━━ Data for this task
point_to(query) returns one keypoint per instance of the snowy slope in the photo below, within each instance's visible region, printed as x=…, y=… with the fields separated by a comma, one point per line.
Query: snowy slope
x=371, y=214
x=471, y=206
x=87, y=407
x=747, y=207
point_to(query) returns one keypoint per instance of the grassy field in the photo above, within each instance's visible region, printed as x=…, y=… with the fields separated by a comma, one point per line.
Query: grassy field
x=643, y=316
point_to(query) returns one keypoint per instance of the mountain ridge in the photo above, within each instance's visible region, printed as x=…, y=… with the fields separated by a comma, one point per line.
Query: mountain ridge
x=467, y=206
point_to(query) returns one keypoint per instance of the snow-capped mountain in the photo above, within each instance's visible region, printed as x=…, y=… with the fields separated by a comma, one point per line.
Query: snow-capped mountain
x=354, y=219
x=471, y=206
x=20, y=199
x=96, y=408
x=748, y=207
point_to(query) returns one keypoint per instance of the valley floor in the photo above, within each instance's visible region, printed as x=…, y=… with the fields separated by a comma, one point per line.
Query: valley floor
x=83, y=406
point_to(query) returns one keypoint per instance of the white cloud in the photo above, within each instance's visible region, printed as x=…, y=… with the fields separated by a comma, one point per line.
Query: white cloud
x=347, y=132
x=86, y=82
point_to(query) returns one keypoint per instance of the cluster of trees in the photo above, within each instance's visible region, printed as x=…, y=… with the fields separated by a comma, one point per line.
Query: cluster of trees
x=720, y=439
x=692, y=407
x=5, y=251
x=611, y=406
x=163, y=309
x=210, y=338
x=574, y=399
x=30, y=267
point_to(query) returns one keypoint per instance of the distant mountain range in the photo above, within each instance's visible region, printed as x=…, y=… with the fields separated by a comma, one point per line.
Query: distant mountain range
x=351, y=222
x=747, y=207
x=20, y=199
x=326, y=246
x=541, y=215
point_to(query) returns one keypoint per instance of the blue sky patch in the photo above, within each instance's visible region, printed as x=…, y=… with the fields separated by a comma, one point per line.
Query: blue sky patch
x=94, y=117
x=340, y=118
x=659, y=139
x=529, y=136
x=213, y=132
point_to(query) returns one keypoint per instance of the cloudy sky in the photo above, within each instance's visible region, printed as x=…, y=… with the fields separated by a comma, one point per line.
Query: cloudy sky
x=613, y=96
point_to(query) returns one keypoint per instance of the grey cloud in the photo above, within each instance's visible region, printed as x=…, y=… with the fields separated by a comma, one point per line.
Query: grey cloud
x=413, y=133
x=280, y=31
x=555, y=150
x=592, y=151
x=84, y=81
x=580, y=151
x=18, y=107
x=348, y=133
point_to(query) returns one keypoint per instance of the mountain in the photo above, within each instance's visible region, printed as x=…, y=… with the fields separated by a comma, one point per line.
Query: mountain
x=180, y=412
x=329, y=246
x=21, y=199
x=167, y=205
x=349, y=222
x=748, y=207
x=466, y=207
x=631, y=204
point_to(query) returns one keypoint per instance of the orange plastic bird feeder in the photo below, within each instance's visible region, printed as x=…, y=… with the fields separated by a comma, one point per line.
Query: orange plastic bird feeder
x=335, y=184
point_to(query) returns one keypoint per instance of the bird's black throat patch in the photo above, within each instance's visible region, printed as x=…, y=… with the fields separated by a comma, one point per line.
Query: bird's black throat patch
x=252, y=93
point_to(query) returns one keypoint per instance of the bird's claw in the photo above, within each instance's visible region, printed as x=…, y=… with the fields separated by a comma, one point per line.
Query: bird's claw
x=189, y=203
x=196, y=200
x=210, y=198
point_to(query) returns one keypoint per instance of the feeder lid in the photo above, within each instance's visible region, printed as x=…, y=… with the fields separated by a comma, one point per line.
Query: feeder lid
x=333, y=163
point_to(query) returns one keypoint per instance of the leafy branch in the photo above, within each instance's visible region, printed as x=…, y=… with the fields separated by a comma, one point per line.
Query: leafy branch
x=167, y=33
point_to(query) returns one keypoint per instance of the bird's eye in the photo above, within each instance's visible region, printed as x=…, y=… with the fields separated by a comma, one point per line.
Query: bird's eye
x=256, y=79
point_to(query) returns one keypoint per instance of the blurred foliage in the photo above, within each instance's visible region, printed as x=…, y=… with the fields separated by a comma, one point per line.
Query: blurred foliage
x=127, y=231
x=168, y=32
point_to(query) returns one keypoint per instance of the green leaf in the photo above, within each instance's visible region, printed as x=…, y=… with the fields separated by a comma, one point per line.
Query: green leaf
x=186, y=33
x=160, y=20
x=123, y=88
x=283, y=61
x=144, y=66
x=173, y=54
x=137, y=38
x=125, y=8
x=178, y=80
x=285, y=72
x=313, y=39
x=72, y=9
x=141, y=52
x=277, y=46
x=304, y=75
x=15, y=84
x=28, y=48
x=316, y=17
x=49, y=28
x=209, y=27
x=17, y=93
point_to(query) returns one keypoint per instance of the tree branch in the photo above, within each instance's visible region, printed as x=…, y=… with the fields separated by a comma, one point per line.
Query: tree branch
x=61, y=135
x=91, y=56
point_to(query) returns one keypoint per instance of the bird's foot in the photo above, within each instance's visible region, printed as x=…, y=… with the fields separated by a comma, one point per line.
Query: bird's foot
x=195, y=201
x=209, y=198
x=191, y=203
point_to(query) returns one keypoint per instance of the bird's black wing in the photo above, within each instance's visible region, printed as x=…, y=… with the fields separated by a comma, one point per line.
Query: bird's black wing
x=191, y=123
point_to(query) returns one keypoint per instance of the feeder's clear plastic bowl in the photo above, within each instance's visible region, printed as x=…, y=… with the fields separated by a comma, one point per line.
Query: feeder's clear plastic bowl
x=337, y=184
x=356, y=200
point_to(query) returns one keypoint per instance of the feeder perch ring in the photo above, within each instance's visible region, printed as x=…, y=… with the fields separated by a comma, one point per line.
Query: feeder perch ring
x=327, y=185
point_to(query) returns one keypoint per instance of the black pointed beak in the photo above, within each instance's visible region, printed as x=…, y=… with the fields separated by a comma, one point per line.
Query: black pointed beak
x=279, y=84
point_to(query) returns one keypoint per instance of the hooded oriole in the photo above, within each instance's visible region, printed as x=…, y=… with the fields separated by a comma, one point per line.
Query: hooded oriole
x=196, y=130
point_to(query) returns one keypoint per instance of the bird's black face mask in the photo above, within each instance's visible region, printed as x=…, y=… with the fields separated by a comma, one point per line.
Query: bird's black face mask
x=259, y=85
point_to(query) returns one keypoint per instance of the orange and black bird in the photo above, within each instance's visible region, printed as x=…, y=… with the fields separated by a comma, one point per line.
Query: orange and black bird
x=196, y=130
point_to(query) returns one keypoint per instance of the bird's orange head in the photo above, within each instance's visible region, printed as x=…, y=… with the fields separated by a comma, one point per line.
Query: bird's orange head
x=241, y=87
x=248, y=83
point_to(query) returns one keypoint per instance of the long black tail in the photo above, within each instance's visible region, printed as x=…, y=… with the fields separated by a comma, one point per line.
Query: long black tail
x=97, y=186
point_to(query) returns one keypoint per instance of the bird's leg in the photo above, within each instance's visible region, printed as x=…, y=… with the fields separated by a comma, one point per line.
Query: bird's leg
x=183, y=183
━━━━
What is asked - Rewrite all of the records above as a numbered list with one line per item, leaving out any blank lines.

Response for this exercise -
1. point_to(query) returns one keypoint per instance of the snowy slope in the photo below, within each instance's visible region, printed as x=…, y=… with the fields separated by a comma, one point per line.
2. Query: snowy slope
3. x=371, y=214
4. x=471, y=206
5. x=87, y=407
6. x=747, y=207
7. point_to(query) returns one keypoint per instance of the grassy field in the photo above, within each instance's visible region, printed as x=…, y=… with the fields separated by a comma, one point per line.
8. Query: grassy field
9. x=643, y=316
10. point_to(query) returns one keypoint per instance of the mountain ridge in the photo above, within each instance's visible region, printed as x=…, y=… with the fields separated by a comma, one point per line.
11. Query: mountain ridge
12. x=467, y=206
13. point_to(query) returns one keypoint per instance of the snow-capped mountain in the photo above, within each instance's visible region, printed as x=…, y=… with the fields separated by a comma, one point per line.
14. Query: snow-capped mountain
15. x=354, y=219
16. x=471, y=206
17. x=20, y=199
18. x=96, y=408
19. x=748, y=207
20. point_to(query) returns one keypoint per instance of the valley floor in the photo above, within each instance's visible region, printed as x=…, y=… with the fields separated by a comma, one point per line.
21. Query: valley floor
22. x=83, y=406
23. point_to(query) returns one keypoint per instance of the white cloud in the photo above, within each instance's visible region, printed as x=…, y=… with the fields separated by a comma, one point per line.
24. Query: white cloud
25. x=347, y=132
26. x=86, y=82
27. point_to(query) returns one keypoint per instance of the cluster of trees in the photo above, within each instance's visible region, printed as x=…, y=… with the fields separated by a comma, one point per line.
28. Query: cluster of trees
29. x=720, y=439
30. x=692, y=407
31. x=5, y=251
32. x=611, y=406
33. x=163, y=309
34. x=210, y=338
35. x=574, y=399
36. x=30, y=267
37. point_to(query) returns one keypoint per instance of the distant mountain range in the photo above, within each instance's visible region, printed as x=…, y=… with the fields separated by a comma, one point per line.
38. Query: distant mountain range
39. x=351, y=222
40. x=747, y=207
41. x=20, y=199
42. x=326, y=246
43. x=541, y=215
44. point_to(query) returns one keypoint per instance of the blue sky patch in the photo above, within each instance's visible region, printed as x=…, y=… with the fields separated by a comma, one point per line.
45. Query: blue sky patch
46. x=94, y=117
47. x=340, y=118
48. x=659, y=139
49. x=529, y=136
50. x=213, y=132
51. point_to(query) returns one keypoint per instance of the cloudy sky in the photo above, within each instance's visible region, printed as x=…, y=… with the fields separated by a comma, one point per line.
52. Query: cloudy sky
53. x=613, y=96
54. point_to(query) returns one keypoint per instance of the grey cloud in the photo above, within each instance's visible region, printed as x=…, y=… with the fields separated by a comma, one point per line.
55. Query: grey cloud
56. x=413, y=133
57. x=280, y=31
58. x=555, y=150
59. x=592, y=151
60. x=84, y=81
61. x=580, y=151
62. x=18, y=107
63. x=348, y=133
64. point_to(query) returns one keypoint per instance of the mountain in the photo above, within each instance's visible region, printed as x=…, y=… with the fields separated by a comma, one point per line.
65. Query: mountain
66. x=180, y=412
67. x=329, y=246
68. x=21, y=199
69. x=167, y=205
70. x=349, y=222
71. x=748, y=207
72. x=466, y=207
73. x=631, y=204
74. point_to(query) returns one keypoint per instance of the orange plastic bird feeder in the photo below, within each instance's visible region, printed as x=…, y=… with the fields separated by a comma, one point per line.
75. Query: orange plastic bird feeder
76. x=335, y=184
77. point_to(query) returns one keypoint per instance of the bird's black throat patch in the photo above, within each instance's visible region, printed as x=…, y=… with the fields separated by a comma, one point per line.
78. Query: bird's black throat patch
79. x=252, y=93
80. point_to(query) returns one keypoint per instance of the bird's claw in the photo above, within each instance's visible region, printed as x=…, y=… with the fields separated by a comma, one point per line.
81. Query: bird's claw
82. x=189, y=203
83. x=196, y=200
84. x=210, y=198
85. point_to(query) returns one keypoint per instance of the feeder lid in the photo above, within each instance's visible region, printed as x=…, y=… with the fields separated by a comma, one point per line.
86. Query: feeder lid
87. x=333, y=163
88. point_to(query) returns one keypoint per instance of the leafy branch in the photo above, within each instance's visible region, printed as x=…, y=… with the fields separated by a comma, one point per line.
89. Query: leafy branch
90. x=167, y=33
91. point_to(query) returns one keypoint per instance of the bird's eye in the photo above, within each instance's visible region, printed as x=…, y=… with the fields separated by a comma, one point per line.
92. Query: bird's eye
93. x=256, y=79
94. point_to(query) returns one keypoint per instance of the blurred foliage in the photo above, within each instance's visible region, printed as x=…, y=… with the fields separated by a comma, one point per line.
95. Query: blurred foliage
96. x=127, y=231
97. x=168, y=32
98. point_to(query) returns one keypoint per instance of the green leaf in the photo above, within each instance's visible region, printed as x=…, y=… with the fields separated by a comma, one point per line.
99. Query: green leaf
100. x=186, y=33
101. x=160, y=20
102. x=123, y=88
103. x=283, y=61
104. x=144, y=66
105. x=173, y=54
106. x=137, y=38
107. x=125, y=8
108. x=178, y=80
109. x=285, y=72
110. x=313, y=39
111. x=72, y=9
112. x=141, y=52
113. x=277, y=46
114. x=304, y=75
115. x=15, y=84
116. x=28, y=48
117. x=316, y=17
118. x=49, y=28
119. x=209, y=27
120. x=17, y=93
121. point_to(query) returns one keypoint per instance of the tree branch in the photo above, within each instance's visible region, printed as x=…, y=… with the fields separated by a comma, one point per line.
122. Query: tree branch
123. x=61, y=135
124. x=91, y=56
125. point_to(query) returns one keypoint per instance of the bird's foot in the photo above, within each instance's visible region, printed as x=…, y=… with the fields separated by a comma, one point per line.
126. Query: bird's foot
127. x=195, y=201
128. x=209, y=198
129. x=191, y=203
130. point_to(query) returns one keypoint per instance of the bird's black wing in the photo above, within each instance's visible region, printed as x=…, y=… with the fields separated by a comma, one point per line.
131. Query: bird's black wing
132. x=191, y=123
133. point_to(query) returns one keypoint per instance of the feeder's clear plastic bowl in the photo above, within each instance's visible region, printed as x=…, y=… with the fields separated by a comma, one point per line.
134. Query: feeder's clear plastic bowl
135. x=337, y=184
136. x=356, y=200
137. point_to(query) returns one keypoint per instance of the feeder perch ring in the photo above, within each instance's visible region, printed as x=…, y=… with the fields separated by a comma, one point per line.
138. Query: feeder perch ring
139. x=327, y=185
140. point_to(query) returns one keypoint per instance of the black pointed beak in the photo above, within each instance's visible region, printed as x=…, y=… with the fields separated by a comma, one point per line.
141. Query: black pointed beak
142. x=279, y=84
143. point_to(query) returns one keypoint per instance of the hooded oriole in the photo above, within each instance's visible region, printed as x=…, y=… with the fields separated by a comma, one point per line.
144. Query: hooded oriole
145. x=196, y=130
146. point_to(query) returns one keypoint per instance of the bird's black face mask in the photo above, within each instance's visible region, printed as x=…, y=… with the fields separated by a comma, one point per line.
147. Query: bird's black face mask
148. x=259, y=85
149. point_to(query) returns one keypoint per instance of the orange and black bird in the photo above, within each instance's visible region, printed as x=…, y=… with the fields separated by a comma, one point per line.
150. Query: orange and black bird
151. x=196, y=130
152. point_to(query) returns one keypoint per instance of the bird's orange head in the photo above, within each instance's visible region, printed as x=…, y=… with the fields separated by a comma, one point per line.
153. Query: bird's orange head
154. x=241, y=87
155. x=248, y=83
156. point_to(query) returns one keypoint per instance of the long black tail in the photo above, within each instance's visible region, printed as x=…, y=… with the fields separated by a comma, one point per line.
157. Query: long black tail
158. x=97, y=186
159. point_to(query) returns one keypoint per instance of the bird's leg in the photo above, within each instance's visible region, printed as x=…, y=… with the fields separated by a comma, one point per line.
160. Query: bird's leg
161. x=183, y=183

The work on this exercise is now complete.